--- REGISTROS LISTADOS ---

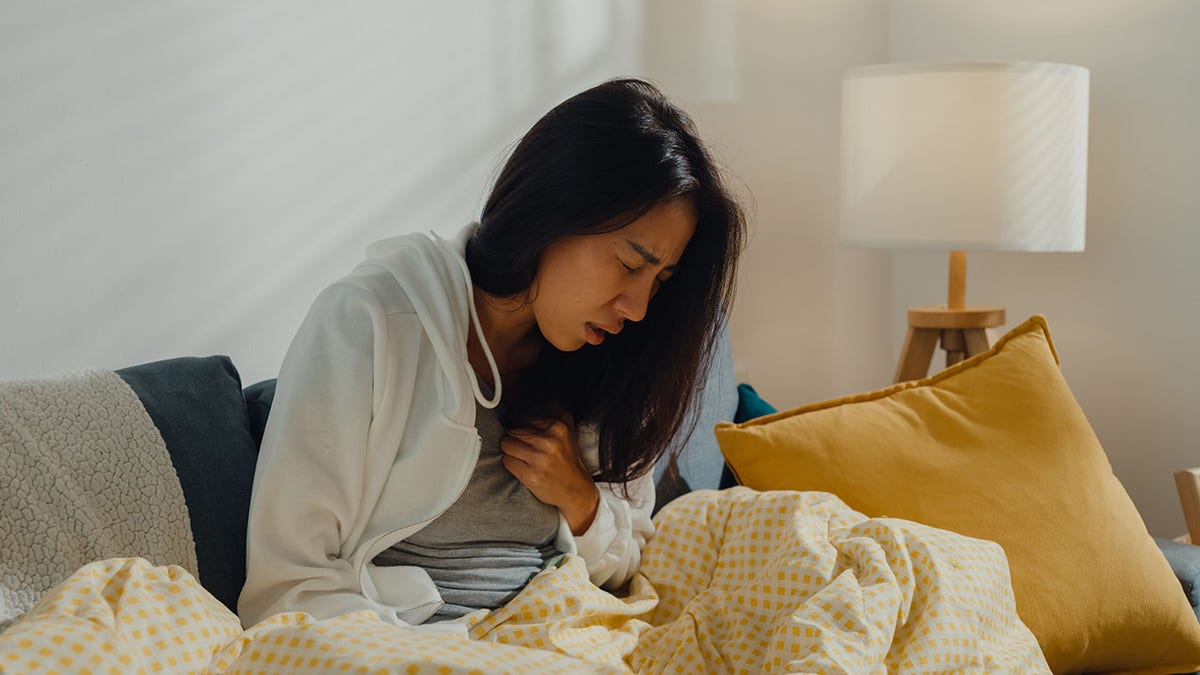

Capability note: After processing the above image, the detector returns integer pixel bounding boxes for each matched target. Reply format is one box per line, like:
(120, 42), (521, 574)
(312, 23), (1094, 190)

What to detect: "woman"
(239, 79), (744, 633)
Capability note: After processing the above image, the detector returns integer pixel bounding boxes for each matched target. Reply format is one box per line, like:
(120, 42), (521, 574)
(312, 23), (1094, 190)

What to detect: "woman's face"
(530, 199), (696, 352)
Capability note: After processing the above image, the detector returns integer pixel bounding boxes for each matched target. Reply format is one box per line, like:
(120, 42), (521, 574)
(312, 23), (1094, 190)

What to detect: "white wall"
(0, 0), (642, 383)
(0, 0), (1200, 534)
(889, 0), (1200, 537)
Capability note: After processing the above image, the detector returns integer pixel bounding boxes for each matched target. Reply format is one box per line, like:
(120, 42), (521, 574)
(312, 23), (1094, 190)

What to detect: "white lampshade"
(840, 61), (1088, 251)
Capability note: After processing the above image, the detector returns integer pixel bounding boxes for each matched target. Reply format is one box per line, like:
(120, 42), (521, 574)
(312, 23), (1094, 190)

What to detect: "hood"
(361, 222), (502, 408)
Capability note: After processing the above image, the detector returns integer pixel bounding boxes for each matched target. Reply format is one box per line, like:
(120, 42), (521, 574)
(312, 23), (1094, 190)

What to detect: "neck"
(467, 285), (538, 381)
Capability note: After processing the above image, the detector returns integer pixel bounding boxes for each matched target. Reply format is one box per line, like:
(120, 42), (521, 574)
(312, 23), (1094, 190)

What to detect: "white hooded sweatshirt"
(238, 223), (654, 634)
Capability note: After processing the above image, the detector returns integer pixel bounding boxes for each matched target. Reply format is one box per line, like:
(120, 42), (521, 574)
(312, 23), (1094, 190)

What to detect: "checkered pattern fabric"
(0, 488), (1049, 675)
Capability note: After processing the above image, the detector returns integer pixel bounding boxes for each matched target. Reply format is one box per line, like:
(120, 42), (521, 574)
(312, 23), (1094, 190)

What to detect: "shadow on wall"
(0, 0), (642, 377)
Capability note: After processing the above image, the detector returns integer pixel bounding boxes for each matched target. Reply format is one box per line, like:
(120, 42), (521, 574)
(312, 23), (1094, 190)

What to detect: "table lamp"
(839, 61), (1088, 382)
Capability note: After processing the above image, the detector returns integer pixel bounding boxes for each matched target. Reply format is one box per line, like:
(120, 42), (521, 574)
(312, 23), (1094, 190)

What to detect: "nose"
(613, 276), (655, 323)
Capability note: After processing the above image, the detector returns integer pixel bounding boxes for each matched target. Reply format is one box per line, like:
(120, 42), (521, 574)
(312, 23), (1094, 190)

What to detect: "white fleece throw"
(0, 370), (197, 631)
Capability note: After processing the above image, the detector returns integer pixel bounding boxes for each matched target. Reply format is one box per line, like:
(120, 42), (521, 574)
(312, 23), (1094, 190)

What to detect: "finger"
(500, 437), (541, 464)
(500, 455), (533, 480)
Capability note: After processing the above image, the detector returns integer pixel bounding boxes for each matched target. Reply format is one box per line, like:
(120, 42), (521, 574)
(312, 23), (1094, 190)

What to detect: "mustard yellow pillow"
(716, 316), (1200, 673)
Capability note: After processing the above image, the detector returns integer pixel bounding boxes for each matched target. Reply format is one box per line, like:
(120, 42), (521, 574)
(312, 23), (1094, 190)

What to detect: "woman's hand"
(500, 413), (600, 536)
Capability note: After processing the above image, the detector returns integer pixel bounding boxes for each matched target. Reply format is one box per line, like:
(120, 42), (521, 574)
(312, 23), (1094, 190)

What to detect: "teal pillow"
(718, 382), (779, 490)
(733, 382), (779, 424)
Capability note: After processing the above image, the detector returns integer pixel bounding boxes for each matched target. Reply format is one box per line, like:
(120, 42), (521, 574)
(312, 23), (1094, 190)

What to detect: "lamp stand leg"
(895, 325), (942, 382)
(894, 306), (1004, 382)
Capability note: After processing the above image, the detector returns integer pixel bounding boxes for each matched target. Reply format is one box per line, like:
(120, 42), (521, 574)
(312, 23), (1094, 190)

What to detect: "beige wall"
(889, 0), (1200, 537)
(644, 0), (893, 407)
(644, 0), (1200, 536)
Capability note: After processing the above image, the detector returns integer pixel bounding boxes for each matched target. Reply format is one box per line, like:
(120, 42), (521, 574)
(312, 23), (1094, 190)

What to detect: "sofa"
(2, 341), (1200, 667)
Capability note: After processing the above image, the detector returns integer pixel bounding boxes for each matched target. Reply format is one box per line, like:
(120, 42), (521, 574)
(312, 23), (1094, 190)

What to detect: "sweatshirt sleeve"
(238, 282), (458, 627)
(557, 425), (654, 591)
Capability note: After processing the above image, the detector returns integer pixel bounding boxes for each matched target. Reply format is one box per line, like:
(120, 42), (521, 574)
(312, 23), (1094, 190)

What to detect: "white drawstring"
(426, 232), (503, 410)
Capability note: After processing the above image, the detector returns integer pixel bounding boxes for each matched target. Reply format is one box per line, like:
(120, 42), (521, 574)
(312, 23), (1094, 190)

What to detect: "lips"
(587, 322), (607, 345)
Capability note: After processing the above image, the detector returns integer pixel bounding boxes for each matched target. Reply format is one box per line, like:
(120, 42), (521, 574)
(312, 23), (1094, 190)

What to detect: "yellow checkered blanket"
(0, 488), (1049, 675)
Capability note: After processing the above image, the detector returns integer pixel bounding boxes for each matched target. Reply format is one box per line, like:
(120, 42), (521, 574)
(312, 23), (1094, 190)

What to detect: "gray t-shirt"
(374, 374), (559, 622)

---

**O QUE FAZER:** Extraia todos os registros acima e copie cada linha sem nenhuma alteração. Deixe as imagens fora da resposta.

**RESULTADO ESPERADO:**
Capability note: After processing the above image, the detector returns integer pixel bounding boxes for each matched target. Reply format is one box per line, like:
(120, 42), (521, 574)
(312, 23), (1094, 190)

What to detect: "woman"
(239, 79), (744, 633)
Capability note: After processing the above image, the detector returns integer pixel bounding boxes for each matched target. Reply format is one box per line, like:
(120, 42), (521, 574)
(312, 23), (1094, 190)

What to detect: "woman's face"
(530, 199), (696, 352)
Capability note: After processing the above image, the detector returns integer pixel bounding boxes for each matched target. Reply format is one box per line, like:
(120, 42), (521, 574)
(312, 23), (1094, 190)

What to detect: "white wall"
(0, 0), (642, 383)
(0, 0), (1200, 534)
(889, 0), (1200, 537)
Capability note: After processing the above image, the detector returns integer pixel bounding boxes for each matched target. Reply format is one box per line, like:
(120, 42), (521, 574)
(312, 23), (1094, 190)

What to detect: "white lampshade"
(840, 61), (1088, 251)
Capability note: After processing the above image, the detector returns integer pixel bounding boxes for each matched target. Reply format is one box per line, like:
(120, 42), (521, 574)
(312, 23), (1094, 190)

What to detect: "hood"
(361, 222), (502, 408)
Capability note: After processing the above image, the detector returns integer pixel bounding boxes for each matched target. Reply format is one box per line, like:
(120, 42), (521, 574)
(312, 23), (1094, 190)

What to detect: "neck"
(467, 285), (538, 381)
Capability note: After processing the above image, the detector returns integer pixel bounding boxes for each matched target. Reply format is one box per line, like:
(120, 42), (521, 574)
(312, 23), (1094, 190)

What to detect: "white hooded sweatshirt"
(238, 223), (654, 634)
Capability note: After processing the above image, the detector returns integer pixel bounding boxes for each matched target. Reply format is one box per line, like:
(120, 42), (521, 574)
(312, 23), (1094, 190)

What to detect: "checkered pattern fabric"
(0, 488), (1049, 675)
Capability note: After processing the above image, the detector returns integer pixel bounding boxes for each matched target. Reply format is one box per line, like:
(120, 42), (521, 574)
(312, 23), (1094, 190)

What to detect: "shadow on wall"
(0, 0), (642, 377)
Capability note: After processing the above image, the detector returns integer pixel bounding boxes for each matched target. Reply format is one box per line, like:
(120, 42), (521, 574)
(312, 23), (1094, 190)

What to detect: "table lamp"
(839, 61), (1088, 382)
Capability note: After processing the above image, the detector returns integer pixel bounding boxes for each matched target. Reply format is one box per line, like:
(120, 42), (521, 574)
(312, 23), (1094, 190)

What to detect: "nose"
(613, 276), (655, 323)
Capability note: After processing the above image, the detector returns integer pixel bounding boxes for each matched target. Reply format is one box per line, like:
(120, 42), (521, 574)
(312, 23), (1094, 190)

What to detect: "white fleece throw"
(0, 370), (197, 631)
Capability note: After processing the above image, the detector returns integer pixel bounding boxes for each matched target. Reply format is one box per line, like:
(120, 42), (521, 574)
(312, 23), (1094, 190)

What to detect: "finger"
(500, 437), (541, 464)
(500, 455), (533, 480)
Capability note: After processing the above image, the detector returns integer pixel bounding boxes for each matched target. Reply format is one box per line, like:
(120, 42), (521, 574)
(312, 23), (1094, 190)

What to detect: "mustard yellow pillow"
(716, 316), (1200, 673)
Capability note: After processing the above image, the detector returns integer pixel bounding boxes for each matched target. Reply format is one box per line, like:
(120, 42), (521, 574)
(312, 23), (1094, 190)

What to detect: "woman's hand"
(500, 413), (600, 536)
Capability note: After processing the above image, the detector returns integer pixel bounding boxes for each matched target. Reply format is one box per line, like:
(120, 42), (521, 574)
(312, 23), (1094, 190)

What to detect: "teal pillow"
(718, 382), (779, 490)
(733, 382), (779, 424)
Capability note: After processing the above image, the detector returns integer pixel bounding boxes for each matched target. Reply format is one box per line, like:
(120, 42), (521, 574)
(312, 23), (1094, 190)

What to detect: "lamp stand leg"
(895, 325), (942, 382)
(894, 306), (1004, 382)
Capability note: After processing the above image, the detector returns integer pixel bounding boxes for each matched target. Reply format is one box per line, like:
(120, 42), (521, 574)
(312, 23), (1094, 190)

What to detect: "beige wall"
(889, 0), (1200, 537)
(644, 0), (893, 407)
(644, 0), (1200, 536)
Capability note: After processing the above image, the detector returns integer pixel bounding boxes for each matched target. Reply format is one box per line, like:
(120, 42), (521, 574)
(312, 23), (1094, 190)

What to detect: "sofa"
(2, 341), (1200, 667)
Capability note: After processing the above image, the detector returns integer pixel bounding boxes for each matched target. Reply format is one box per line, like:
(120, 42), (521, 574)
(312, 23), (1094, 190)

What to detect: "sweatshirt sleeve"
(238, 282), (458, 627)
(557, 425), (654, 591)
Capability note: After processing the above image, the detector returns integer pixel bounding boxes for each matched target. Reply format is one box per line, like:
(120, 42), (521, 574)
(312, 23), (1094, 190)

What to detect: "white drawstring"
(426, 232), (503, 410)
Capability note: After processing the above image, the detector returns integer pixel bounding boxes for each matched target. Reply format is one box per line, like:
(120, 42), (521, 574)
(312, 23), (1094, 190)

What to detect: "lips"
(587, 322), (607, 345)
Capability note: After processing the above image, the detector returns integer pixel bounding boxes for each matched target. Reply format is one box per line, like:
(120, 42), (521, 574)
(312, 23), (1094, 190)

What to detect: "yellow checkered blanket"
(0, 488), (1049, 675)
Capability note: After processing the above image, the detector returns integer pixel bounding boxes for each matched target. Reply format is one box per line, like:
(120, 42), (521, 574)
(312, 23), (1094, 190)

What to detect: "gray t-shirt"
(374, 374), (559, 622)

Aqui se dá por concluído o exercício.